Point-per-instance localization data:
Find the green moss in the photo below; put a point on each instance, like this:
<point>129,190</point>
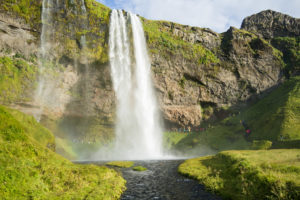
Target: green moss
<point>161,40</point>
<point>139,168</point>
<point>290,48</point>
<point>261,144</point>
<point>122,164</point>
<point>17,79</point>
<point>29,10</point>
<point>29,170</point>
<point>276,117</point>
<point>272,174</point>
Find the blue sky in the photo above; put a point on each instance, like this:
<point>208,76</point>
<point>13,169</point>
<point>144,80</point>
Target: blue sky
<point>215,14</point>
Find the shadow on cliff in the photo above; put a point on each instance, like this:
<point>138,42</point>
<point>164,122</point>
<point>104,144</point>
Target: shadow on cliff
<point>275,117</point>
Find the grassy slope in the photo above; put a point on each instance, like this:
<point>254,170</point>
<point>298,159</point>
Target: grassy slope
<point>275,117</point>
<point>264,174</point>
<point>29,170</point>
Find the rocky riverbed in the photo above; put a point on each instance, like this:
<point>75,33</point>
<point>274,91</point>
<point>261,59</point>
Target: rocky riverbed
<point>161,181</point>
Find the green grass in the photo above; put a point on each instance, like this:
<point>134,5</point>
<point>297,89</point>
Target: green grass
<point>172,138</point>
<point>162,41</point>
<point>290,47</point>
<point>139,168</point>
<point>30,170</point>
<point>276,118</point>
<point>263,174</point>
<point>121,164</point>
<point>17,78</point>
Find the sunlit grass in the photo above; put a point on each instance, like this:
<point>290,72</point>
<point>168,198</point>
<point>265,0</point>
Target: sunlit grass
<point>30,170</point>
<point>264,174</point>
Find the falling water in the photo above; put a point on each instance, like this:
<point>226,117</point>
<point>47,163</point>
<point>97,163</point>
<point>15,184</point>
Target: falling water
<point>44,88</point>
<point>138,131</point>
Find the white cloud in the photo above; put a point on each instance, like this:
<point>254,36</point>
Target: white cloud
<point>215,14</point>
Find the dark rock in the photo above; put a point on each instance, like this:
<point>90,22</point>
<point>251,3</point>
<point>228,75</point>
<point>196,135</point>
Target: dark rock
<point>270,24</point>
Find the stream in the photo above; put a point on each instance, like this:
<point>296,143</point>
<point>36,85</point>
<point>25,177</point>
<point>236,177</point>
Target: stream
<point>161,182</point>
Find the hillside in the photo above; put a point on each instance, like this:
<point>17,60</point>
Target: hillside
<point>272,174</point>
<point>198,74</point>
<point>275,117</point>
<point>30,170</point>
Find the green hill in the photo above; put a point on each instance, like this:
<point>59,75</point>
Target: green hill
<point>30,170</point>
<point>264,174</point>
<point>275,117</point>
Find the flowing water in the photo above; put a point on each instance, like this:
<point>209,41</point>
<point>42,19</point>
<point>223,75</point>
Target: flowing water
<point>138,129</point>
<point>161,181</point>
<point>44,88</point>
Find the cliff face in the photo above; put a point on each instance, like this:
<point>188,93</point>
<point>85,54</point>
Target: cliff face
<point>198,74</point>
<point>270,24</point>
<point>227,70</point>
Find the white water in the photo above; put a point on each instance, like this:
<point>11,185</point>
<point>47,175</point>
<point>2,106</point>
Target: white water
<point>138,129</point>
<point>44,88</point>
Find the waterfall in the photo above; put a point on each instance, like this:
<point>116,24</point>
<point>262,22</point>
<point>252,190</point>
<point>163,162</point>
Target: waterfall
<point>138,131</point>
<point>44,89</point>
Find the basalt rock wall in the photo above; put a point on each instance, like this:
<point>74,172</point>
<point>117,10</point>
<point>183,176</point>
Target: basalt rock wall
<point>198,74</point>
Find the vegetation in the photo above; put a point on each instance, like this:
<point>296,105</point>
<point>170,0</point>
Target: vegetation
<point>271,174</point>
<point>161,40</point>
<point>121,164</point>
<point>276,118</point>
<point>29,10</point>
<point>30,170</point>
<point>139,168</point>
<point>17,78</point>
<point>290,48</point>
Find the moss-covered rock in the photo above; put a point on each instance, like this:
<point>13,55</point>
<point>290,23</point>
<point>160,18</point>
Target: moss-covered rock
<point>17,79</point>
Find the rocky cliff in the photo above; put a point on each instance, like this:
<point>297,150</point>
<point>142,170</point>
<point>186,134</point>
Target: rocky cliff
<point>198,74</point>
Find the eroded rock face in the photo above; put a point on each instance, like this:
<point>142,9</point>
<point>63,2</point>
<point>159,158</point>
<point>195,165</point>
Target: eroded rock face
<point>188,91</point>
<point>16,36</point>
<point>270,24</point>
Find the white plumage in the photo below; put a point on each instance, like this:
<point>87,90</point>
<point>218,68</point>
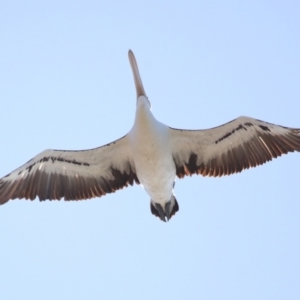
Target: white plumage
<point>152,154</point>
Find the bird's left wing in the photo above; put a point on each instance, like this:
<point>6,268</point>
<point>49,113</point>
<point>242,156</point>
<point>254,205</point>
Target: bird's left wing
<point>72,175</point>
<point>230,148</point>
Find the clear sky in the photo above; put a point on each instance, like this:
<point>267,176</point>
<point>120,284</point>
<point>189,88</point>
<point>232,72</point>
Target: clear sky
<point>66,83</point>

#### WHAT YOU ARE ASKED TO DO:
Give back, unchanged, every line from the one with "<point>242,156</point>" to the end of the entries above.

#### RESPONSE TO THE EXERCISE:
<point>242,156</point>
<point>254,205</point>
Target: bird's left wing
<point>72,175</point>
<point>230,148</point>
Find the clear sky in the photo above; put a point on each instance, like this:
<point>267,176</point>
<point>120,284</point>
<point>189,88</point>
<point>232,72</point>
Target: clear sky
<point>66,83</point>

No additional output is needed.